Exercise objective: Using the records that appear below, write out exactly the lines from the one with "Kindly outline every instance of the <item>blue" through the one with "Kindly outline every instance of the <item>pink", keeping both end lines.

[Collected data entries]
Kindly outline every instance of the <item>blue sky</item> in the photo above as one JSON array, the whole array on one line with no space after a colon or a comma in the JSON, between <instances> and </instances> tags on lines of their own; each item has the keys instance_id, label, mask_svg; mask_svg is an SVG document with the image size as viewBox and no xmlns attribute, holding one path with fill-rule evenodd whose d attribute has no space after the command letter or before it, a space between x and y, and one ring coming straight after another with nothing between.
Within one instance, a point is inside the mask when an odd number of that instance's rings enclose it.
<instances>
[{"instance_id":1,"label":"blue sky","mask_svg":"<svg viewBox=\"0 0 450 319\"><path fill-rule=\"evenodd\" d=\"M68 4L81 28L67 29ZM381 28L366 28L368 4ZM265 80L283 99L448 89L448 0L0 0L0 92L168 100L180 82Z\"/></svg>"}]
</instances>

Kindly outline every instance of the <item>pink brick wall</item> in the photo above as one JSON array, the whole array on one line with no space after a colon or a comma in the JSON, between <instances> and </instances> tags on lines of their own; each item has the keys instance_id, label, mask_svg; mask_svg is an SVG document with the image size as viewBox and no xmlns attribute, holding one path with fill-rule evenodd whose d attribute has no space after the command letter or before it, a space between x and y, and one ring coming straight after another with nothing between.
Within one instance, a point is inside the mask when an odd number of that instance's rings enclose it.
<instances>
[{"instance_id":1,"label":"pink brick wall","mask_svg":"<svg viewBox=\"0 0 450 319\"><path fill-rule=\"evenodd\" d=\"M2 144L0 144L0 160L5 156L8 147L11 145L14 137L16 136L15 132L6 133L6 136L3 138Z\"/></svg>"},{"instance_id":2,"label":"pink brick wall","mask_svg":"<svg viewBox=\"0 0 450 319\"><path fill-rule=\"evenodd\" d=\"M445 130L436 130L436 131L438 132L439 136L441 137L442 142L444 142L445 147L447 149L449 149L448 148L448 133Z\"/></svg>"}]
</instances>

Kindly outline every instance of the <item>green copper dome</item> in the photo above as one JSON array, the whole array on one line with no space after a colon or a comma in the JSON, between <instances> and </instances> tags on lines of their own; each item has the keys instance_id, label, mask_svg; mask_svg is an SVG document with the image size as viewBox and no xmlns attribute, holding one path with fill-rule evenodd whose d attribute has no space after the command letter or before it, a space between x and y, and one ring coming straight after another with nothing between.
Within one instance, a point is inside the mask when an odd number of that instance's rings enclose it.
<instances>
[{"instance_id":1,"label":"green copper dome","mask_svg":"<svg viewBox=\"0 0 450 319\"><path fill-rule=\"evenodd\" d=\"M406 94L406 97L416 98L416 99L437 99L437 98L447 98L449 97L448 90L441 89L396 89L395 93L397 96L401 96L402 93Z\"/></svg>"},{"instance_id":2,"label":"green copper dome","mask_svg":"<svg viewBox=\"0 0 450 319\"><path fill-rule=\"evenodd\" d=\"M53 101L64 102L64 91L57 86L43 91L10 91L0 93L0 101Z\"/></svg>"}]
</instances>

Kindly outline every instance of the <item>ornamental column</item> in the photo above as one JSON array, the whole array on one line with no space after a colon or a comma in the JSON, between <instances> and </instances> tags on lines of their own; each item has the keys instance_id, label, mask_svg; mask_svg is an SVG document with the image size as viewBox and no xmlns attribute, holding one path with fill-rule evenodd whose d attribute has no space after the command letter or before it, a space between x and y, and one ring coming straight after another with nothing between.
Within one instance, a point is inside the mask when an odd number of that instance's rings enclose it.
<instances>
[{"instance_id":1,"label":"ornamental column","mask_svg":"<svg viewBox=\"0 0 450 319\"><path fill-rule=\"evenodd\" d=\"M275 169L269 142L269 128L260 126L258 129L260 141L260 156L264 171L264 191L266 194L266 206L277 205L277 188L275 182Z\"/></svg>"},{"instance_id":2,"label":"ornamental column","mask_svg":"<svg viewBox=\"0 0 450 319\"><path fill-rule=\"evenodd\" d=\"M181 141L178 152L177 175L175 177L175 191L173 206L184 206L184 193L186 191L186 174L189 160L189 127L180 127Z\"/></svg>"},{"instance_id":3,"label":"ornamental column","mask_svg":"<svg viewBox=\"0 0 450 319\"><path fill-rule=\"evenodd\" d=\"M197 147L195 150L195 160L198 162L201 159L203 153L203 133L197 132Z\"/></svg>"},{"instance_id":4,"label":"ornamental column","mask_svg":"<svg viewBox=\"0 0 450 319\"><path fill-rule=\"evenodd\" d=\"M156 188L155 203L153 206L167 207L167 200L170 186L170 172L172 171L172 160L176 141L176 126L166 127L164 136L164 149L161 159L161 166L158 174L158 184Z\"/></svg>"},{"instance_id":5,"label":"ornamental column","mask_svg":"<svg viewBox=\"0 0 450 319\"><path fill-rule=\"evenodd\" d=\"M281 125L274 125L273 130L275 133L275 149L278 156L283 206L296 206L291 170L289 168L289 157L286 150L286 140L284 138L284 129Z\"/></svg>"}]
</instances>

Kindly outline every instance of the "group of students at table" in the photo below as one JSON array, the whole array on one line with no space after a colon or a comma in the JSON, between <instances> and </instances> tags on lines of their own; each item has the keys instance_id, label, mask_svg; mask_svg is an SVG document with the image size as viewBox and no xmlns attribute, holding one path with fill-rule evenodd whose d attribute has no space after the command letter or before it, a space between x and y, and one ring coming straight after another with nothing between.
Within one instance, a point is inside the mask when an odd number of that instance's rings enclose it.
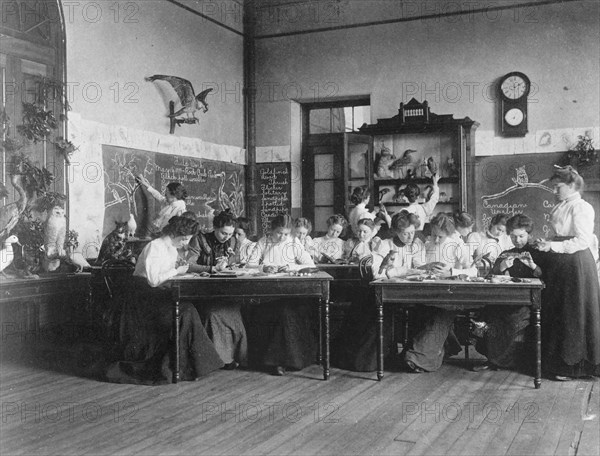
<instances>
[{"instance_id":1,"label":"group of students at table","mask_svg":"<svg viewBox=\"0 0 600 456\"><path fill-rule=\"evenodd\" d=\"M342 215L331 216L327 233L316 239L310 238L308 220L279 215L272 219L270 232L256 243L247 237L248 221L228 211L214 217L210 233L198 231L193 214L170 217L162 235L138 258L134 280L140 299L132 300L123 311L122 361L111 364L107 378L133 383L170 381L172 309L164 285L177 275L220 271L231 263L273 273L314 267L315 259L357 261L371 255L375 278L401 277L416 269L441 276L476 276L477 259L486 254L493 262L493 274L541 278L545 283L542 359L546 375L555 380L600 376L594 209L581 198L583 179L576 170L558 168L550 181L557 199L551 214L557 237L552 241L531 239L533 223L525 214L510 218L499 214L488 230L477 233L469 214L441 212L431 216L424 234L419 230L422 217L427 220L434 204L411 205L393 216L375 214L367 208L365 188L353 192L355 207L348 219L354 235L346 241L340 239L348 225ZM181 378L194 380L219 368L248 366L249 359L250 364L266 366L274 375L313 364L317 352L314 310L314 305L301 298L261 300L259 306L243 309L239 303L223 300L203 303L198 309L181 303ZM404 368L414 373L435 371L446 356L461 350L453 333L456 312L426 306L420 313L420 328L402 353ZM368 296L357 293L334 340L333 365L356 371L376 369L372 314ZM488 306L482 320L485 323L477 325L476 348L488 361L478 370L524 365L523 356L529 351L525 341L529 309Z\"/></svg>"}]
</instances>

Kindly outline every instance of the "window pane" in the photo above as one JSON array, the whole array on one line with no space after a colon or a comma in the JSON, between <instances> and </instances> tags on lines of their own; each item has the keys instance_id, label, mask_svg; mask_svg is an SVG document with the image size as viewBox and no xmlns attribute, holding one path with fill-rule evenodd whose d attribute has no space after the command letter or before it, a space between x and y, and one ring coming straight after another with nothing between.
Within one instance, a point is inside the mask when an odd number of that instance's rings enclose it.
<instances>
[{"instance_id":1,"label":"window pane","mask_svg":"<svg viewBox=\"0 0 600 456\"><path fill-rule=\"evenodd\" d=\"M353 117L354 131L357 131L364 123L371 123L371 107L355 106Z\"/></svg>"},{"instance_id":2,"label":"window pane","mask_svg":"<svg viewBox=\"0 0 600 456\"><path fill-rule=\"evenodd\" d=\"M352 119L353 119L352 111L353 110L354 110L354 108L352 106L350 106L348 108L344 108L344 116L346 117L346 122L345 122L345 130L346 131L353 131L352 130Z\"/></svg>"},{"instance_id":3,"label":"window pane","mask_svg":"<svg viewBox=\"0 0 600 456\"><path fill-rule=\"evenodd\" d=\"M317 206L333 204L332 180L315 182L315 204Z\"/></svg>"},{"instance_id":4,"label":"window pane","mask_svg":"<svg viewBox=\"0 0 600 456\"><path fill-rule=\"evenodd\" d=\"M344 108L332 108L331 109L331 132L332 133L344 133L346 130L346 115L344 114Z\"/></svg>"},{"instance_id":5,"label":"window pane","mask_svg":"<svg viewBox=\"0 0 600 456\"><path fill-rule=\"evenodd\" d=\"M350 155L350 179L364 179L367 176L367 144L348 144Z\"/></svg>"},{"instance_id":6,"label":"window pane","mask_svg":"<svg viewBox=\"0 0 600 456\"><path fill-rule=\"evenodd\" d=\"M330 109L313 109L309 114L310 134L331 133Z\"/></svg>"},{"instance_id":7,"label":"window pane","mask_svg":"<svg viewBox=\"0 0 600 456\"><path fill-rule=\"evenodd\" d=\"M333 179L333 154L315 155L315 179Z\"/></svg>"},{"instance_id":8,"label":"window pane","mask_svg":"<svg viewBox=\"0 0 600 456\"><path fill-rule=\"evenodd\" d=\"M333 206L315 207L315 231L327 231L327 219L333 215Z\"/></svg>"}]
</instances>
==
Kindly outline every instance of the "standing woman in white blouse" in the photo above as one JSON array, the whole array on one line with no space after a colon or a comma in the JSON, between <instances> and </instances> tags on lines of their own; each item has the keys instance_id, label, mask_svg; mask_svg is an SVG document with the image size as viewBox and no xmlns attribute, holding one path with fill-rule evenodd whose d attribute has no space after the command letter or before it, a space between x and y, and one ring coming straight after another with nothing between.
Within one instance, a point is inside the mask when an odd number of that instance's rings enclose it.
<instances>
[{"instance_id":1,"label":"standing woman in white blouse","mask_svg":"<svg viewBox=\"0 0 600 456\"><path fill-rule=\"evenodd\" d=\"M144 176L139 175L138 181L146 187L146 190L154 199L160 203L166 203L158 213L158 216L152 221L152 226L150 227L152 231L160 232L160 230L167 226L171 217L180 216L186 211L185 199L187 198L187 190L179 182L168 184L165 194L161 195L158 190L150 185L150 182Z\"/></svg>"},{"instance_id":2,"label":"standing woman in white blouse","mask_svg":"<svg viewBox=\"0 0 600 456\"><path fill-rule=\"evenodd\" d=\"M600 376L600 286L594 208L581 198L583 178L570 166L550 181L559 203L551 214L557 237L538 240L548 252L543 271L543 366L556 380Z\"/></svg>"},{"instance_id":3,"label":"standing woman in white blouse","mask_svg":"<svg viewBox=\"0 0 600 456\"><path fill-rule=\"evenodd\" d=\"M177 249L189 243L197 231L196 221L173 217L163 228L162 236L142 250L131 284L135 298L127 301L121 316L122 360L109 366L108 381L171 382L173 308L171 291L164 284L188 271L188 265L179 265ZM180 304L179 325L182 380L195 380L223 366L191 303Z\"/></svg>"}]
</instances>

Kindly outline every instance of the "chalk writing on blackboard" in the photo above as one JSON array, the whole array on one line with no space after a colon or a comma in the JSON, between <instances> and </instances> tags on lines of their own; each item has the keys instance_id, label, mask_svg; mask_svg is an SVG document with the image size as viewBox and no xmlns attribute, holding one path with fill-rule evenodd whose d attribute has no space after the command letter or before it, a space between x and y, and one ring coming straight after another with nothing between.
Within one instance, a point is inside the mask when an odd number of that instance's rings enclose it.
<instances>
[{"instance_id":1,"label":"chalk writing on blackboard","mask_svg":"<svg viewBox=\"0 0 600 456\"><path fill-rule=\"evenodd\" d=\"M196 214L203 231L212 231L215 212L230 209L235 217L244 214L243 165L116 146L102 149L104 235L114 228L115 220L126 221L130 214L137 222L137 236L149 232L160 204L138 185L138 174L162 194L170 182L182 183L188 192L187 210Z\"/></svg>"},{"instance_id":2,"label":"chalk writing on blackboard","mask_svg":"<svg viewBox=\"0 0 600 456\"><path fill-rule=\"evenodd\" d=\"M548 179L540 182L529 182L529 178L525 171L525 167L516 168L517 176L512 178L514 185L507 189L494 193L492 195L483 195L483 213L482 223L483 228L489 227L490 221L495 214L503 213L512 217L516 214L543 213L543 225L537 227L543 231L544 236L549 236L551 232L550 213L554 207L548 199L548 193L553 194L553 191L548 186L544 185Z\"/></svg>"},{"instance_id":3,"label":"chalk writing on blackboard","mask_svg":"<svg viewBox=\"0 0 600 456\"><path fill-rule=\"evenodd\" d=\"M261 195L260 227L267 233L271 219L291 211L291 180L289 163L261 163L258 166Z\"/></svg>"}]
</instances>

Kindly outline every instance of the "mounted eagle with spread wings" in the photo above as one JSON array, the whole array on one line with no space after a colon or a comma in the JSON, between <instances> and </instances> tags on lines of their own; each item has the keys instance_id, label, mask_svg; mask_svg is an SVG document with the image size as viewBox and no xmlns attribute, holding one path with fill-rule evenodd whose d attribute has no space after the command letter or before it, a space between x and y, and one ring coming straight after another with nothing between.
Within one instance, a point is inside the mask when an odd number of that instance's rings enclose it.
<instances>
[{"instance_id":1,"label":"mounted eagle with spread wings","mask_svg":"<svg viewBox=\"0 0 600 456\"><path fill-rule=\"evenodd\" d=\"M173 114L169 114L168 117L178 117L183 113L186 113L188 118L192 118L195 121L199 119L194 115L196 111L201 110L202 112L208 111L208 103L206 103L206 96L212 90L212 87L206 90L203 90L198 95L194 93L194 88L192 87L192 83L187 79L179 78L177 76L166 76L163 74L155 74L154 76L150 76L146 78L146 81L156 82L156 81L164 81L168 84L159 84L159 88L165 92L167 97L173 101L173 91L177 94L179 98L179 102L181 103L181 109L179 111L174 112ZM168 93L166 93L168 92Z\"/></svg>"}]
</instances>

Reply:
Kindly outline every instance of the <item>blue sky</item> in the photo above as one JSON array, the whole array on one line with no space after a colon or a comma in the JSON, between <instances> and </instances> tags on lines of their own; each item has the keys instance_id, label, mask_svg; mask_svg is an SVG document with the image size as viewBox and no xmlns attribute, holding one path with fill-rule evenodd whose d attribute has no space after the command letter or before it, a space between x and y, and one ring coming straight after another with nothing between.
Within one instance, a point is inside the mask when an odd number of that instance's rings enclose it.
<instances>
[{"instance_id":1,"label":"blue sky","mask_svg":"<svg viewBox=\"0 0 450 319\"><path fill-rule=\"evenodd\" d=\"M68 4L81 28L67 29ZM381 28L366 28L368 4ZM265 80L283 99L448 89L448 0L0 0L0 92L168 100L180 82Z\"/></svg>"}]
</instances>

Kindly outline every instance of the <item>pink brick wall</item> in the photo above as one JSON array, the whole array on one line with no space after a colon or a comma in the JSON, between <instances> and </instances> tags on lines of their own; each item has the keys instance_id, label, mask_svg; mask_svg is an SVG document with the image size as viewBox and no xmlns attribute, holding one path with fill-rule evenodd whose d attribute has no space after the command letter or before it, a space between x and y, and one ring coming straight after another with nothing between.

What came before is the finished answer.